Task goal =>
Copy all of the material exactly. Pictures are not to appear in the copy.

Data excerpts =>
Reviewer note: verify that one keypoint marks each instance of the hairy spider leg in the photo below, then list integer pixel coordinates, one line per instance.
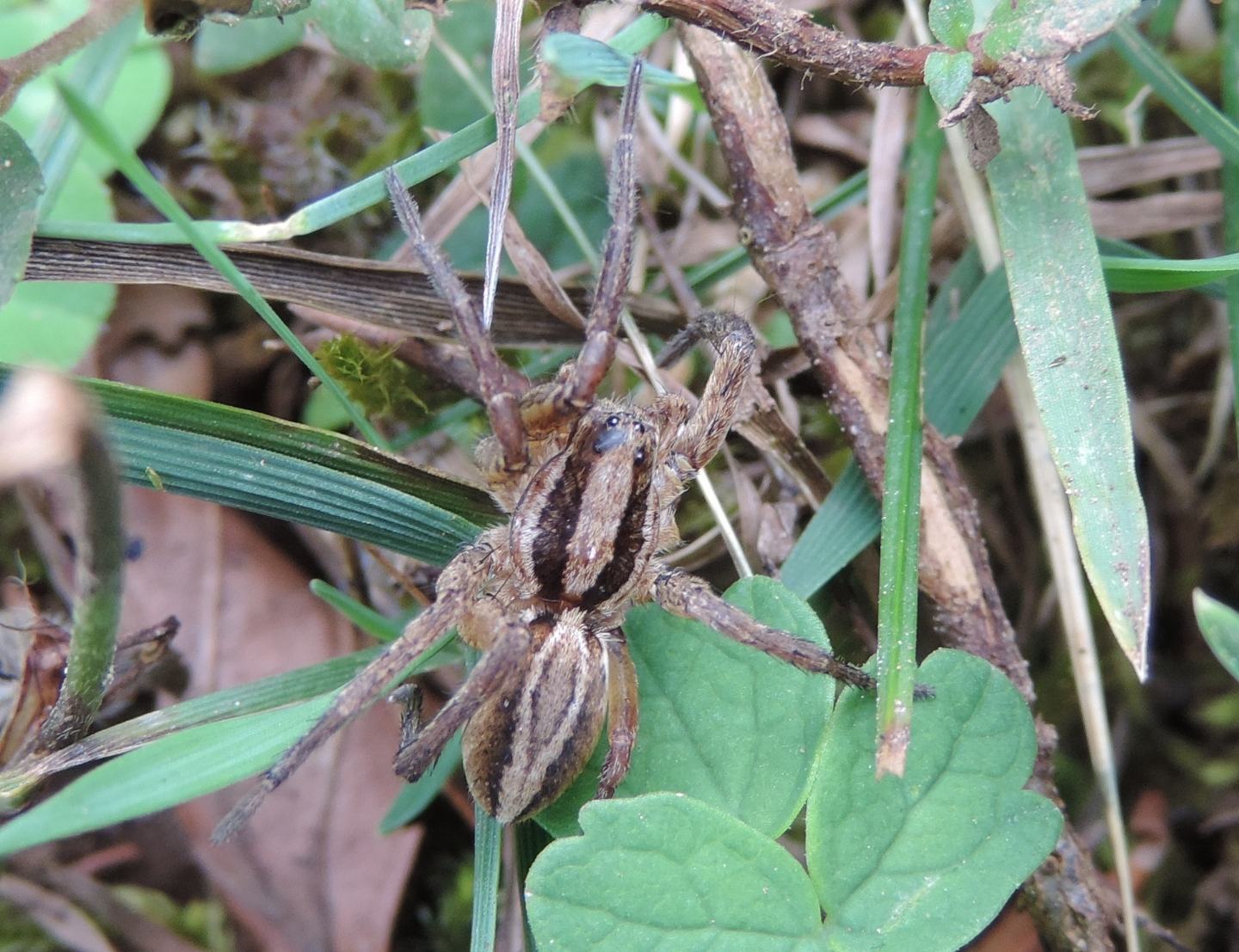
(509, 642)
(700, 439)
(502, 404)
(459, 585)
(690, 597)
(622, 712)
(574, 391)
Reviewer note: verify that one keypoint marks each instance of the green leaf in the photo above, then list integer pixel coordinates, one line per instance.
(219, 48)
(951, 22)
(1219, 624)
(1067, 335)
(948, 75)
(670, 873)
(262, 464)
(379, 34)
(163, 774)
(720, 722)
(1046, 28)
(22, 183)
(923, 862)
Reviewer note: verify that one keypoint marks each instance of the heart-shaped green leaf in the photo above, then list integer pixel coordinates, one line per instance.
(667, 872)
(923, 862)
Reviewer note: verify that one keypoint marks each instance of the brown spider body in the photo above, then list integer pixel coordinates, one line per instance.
(591, 488)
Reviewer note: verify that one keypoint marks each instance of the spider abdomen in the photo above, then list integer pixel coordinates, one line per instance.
(528, 741)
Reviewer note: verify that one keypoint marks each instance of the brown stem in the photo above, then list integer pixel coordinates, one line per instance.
(791, 37)
(16, 71)
(798, 259)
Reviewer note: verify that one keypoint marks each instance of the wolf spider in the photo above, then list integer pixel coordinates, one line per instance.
(591, 486)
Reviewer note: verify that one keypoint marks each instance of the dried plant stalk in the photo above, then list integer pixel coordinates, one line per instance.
(798, 259)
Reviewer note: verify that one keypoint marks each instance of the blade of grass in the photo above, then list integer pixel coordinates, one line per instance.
(199, 746)
(287, 470)
(963, 365)
(1230, 46)
(366, 618)
(1143, 275)
(1187, 101)
(360, 196)
(1069, 342)
(263, 695)
(128, 163)
(901, 490)
(163, 772)
(59, 141)
(487, 856)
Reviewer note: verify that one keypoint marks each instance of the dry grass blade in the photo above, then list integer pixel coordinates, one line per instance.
(506, 88)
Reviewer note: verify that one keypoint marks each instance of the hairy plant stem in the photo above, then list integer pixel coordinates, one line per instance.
(798, 259)
(16, 71)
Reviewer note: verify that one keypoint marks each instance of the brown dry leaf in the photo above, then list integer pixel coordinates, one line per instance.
(62, 920)
(311, 872)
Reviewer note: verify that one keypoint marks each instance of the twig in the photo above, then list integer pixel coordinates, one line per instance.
(16, 71)
(798, 259)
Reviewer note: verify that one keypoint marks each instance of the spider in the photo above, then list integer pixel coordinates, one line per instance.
(591, 486)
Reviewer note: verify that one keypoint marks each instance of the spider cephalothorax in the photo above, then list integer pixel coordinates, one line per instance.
(591, 487)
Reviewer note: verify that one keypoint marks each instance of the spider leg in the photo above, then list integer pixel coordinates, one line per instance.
(502, 659)
(690, 597)
(622, 713)
(574, 390)
(502, 402)
(701, 437)
(458, 586)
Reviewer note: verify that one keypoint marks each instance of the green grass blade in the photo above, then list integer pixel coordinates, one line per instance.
(1187, 101)
(963, 365)
(1143, 275)
(901, 492)
(360, 196)
(1219, 624)
(163, 774)
(1230, 47)
(133, 169)
(487, 856)
(1067, 335)
(20, 187)
(287, 470)
(263, 695)
(366, 618)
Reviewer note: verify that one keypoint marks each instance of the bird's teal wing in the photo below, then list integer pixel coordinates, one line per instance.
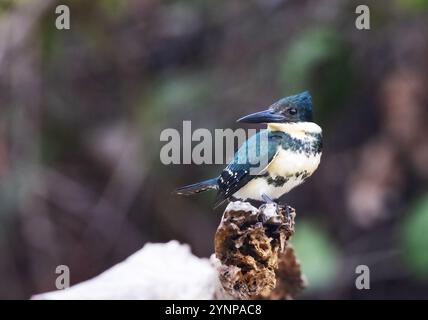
(249, 161)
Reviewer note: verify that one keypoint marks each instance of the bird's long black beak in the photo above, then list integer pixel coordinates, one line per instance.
(266, 116)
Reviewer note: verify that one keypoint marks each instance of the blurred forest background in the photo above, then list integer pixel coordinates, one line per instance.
(81, 112)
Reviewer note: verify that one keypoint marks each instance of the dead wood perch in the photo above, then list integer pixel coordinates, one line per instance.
(253, 257)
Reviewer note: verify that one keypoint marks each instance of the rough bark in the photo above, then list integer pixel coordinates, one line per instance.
(254, 257)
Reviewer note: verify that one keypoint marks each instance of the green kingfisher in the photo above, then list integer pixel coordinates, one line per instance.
(293, 153)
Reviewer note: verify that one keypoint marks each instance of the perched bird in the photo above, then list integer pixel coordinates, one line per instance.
(293, 153)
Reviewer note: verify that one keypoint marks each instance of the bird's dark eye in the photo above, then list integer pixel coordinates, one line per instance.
(292, 111)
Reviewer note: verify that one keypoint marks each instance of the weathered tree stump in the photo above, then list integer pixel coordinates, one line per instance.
(253, 257)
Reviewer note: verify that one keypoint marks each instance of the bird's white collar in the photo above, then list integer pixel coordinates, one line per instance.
(296, 129)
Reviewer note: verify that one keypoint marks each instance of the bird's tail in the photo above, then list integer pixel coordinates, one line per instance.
(198, 187)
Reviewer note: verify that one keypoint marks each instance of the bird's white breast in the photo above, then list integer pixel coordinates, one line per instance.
(286, 163)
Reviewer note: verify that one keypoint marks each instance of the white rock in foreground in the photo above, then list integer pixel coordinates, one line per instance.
(157, 271)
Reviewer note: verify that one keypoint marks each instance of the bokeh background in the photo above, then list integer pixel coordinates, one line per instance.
(81, 112)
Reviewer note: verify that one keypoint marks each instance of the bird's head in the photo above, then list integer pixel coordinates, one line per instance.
(296, 108)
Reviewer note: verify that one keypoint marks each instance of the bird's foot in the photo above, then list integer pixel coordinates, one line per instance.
(267, 199)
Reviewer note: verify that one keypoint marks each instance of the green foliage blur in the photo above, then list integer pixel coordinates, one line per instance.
(81, 112)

Solution to the problem =>
Reviewer note: verify that one keypoint marks each instance of the hairy spider leg in the photo below, then list integer pixel coordinates, one line per instance.
(509, 642)
(700, 439)
(502, 404)
(459, 585)
(690, 597)
(622, 712)
(574, 391)
Reviewer note: verify that one keypoint marks each instance of the green leaf in the photo above, then list integer pixel coordinates, one line per instance.
(219, 48)
(951, 22)
(1219, 624)
(1067, 335)
(948, 75)
(670, 873)
(262, 464)
(379, 34)
(163, 774)
(720, 722)
(1046, 28)
(22, 183)
(923, 862)
Reviewer note: verify that one keypoint marks each instance of the heart-shaped green leaf in the photo above, then list integer pixel coordinates, one line per instance.
(667, 872)
(923, 862)
Reviewer note: verify that one keypoint marks each instance of the brown spider body in the photo above, then list integer pixel coordinates, one line per instance.
(591, 488)
Reviewer note: verify that one keypoint marks each instance of the spider abdomen in the photo above, then list integer pixel coordinates, one line per instance.
(528, 741)
Reviewer note: verify that one keypoint marks each instance of the brown stem in the photo above, then list integer pixel coordinates, one line per instance.
(791, 37)
(16, 71)
(798, 259)
Reviewer note: verify that one keypoint marks each instance of the wolf spider in the photo above, then list integer pixel coordinates, one line per instance.
(591, 486)
Reviewer note: verify that one keypoint marks each instance of the dried plant stalk in the photo above, then list integer pixel coordinates, one line per instance.
(798, 259)
Reviewer note: verify that one keypoint marks each instance of the blade of grass in the photo above, then list integer pixel coordinates, one line per instance.
(199, 746)
(287, 470)
(963, 365)
(1230, 46)
(366, 618)
(1143, 275)
(1187, 101)
(360, 196)
(1069, 342)
(263, 695)
(128, 163)
(901, 490)
(163, 772)
(59, 141)
(487, 856)
Reviewer note: verify that one keypoint marks each instance of the dry grass blade in the photo above, then list integer pixel coordinates, one line per instance.
(506, 88)
Reviewer note: verify that one keypoint marks each instance of the hairy plant stem in the photo above, then list integer pixel coordinates, one line per instance.
(798, 259)
(16, 71)
Reviewer note: verify that one keypoint marks each instance of the brown dry leaf in the photo above, then list integer pixel coordinates, one line per instance.
(62, 920)
(311, 872)
Reviewer note: verify that one keypoint marks each instance of the twig in the photo above, then list integer pixel coordinates, one line per instance.
(16, 71)
(798, 259)
Reviewer note: verify that one keypoint marks each instance of the spider in the photo above, then list integer pixel coordinates, one line per instance.
(591, 486)
Reviewer note: verify that one keypoint marks each instance of the spider cephalothorax in the photo above, then list integer pixel coordinates, one line per instance.
(591, 487)
Reviewer note: verify that one keypoint marks each instance of the spider leg in the photo above, then list integer pixel coordinates, one line per instance.
(502, 659)
(690, 597)
(622, 713)
(574, 390)
(502, 402)
(701, 437)
(458, 586)
Reviewer note: verify that one keypoint marks each instance of the green grass blade in the photo above, then list integer pixel coordinates, one line per instance.
(1187, 101)
(963, 365)
(1143, 275)
(901, 492)
(360, 196)
(1219, 624)
(163, 774)
(1230, 47)
(133, 169)
(487, 856)
(1067, 335)
(20, 187)
(287, 470)
(263, 695)
(366, 618)
Reviewer note: verify that one keypoint marks each instance of the bird's teal wing in the photo below, then list integer pixel coordinates, one line per instance.
(249, 161)
Reviewer note: verify that one keypoint marks each instance of the bird's long black beak in the photo above, then list integer pixel coordinates, one line per instance.
(266, 116)
Reviewer note: verify that one keypoint marks each instance of the blurred forest background in the photo above, then list integer pixel coordinates, one line per instance.
(81, 112)
Reviewer note: verify that one keypoint marks each instance of the dead wood perch in the photo above, then list integer pixel coordinates, one line per instance.
(253, 257)
Reviewer note: verify that one keypoint marks each instance of the rough bark in the photo above, then list integer pixel coordinates, one line per instance.
(254, 257)
Reviewer note: verify that one keypoint marks each instance of the green kingfisher in the photo above, then list integer pixel coordinates, one line per instance.
(293, 153)
Reviewer note: verify that one keypoint marks each instance of the perched bird in the photo above, then list integer pixel coordinates, one line per instance.
(293, 153)
Reviewer note: verify that one keypoint marks each instance of the bird's dark eye in the photo above, then list integer pixel coordinates, one line per instance.
(292, 111)
Reviewer note: verify that one keypoint marks each instance of the weathered tree stump in the photo above, then list integer pixel coordinates, one line per instance.
(253, 257)
Reviewer note: verify that one keypoint marks each instance of the bird's white collar in the photo above, then list integer pixel coordinates, one line per instance.
(296, 129)
Reviewer note: verify that one keypoint marks each instance of the bird's tail in the photo above, then list integer pixel coordinates, one line per instance.
(198, 187)
Reviewer note: verify that one keypoint marks each instance of the bird's white breast in the photo above, then list integer pixel coordinates, one line per instance.
(286, 163)
Reviewer note: verify that one keypoint marks each instance of the white rock in foreground in the photo above, then list integer pixel coordinates, one line per instance.
(157, 271)
Reviewer note: verify that one keypoint marks each instance of the bokeh background in the photo above, then list integer pixel coordinates, one line per instance.
(81, 112)
Reviewer note: verify that one keypoint marks each instance of the bird's head in the photo above, then list integer pixel coordinates, one line per instance.
(296, 108)
Reviewer note: verify that one keypoint marks each instance of the bird's foot in the photo above, then list integer pixel coordinates, one line per instance.
(267, 199)
Reviewer note: verify that one keypoint marks each instance of the green foliage blur in the photo above, then list integer pixel coordinates, one line per instance.
(81, 112)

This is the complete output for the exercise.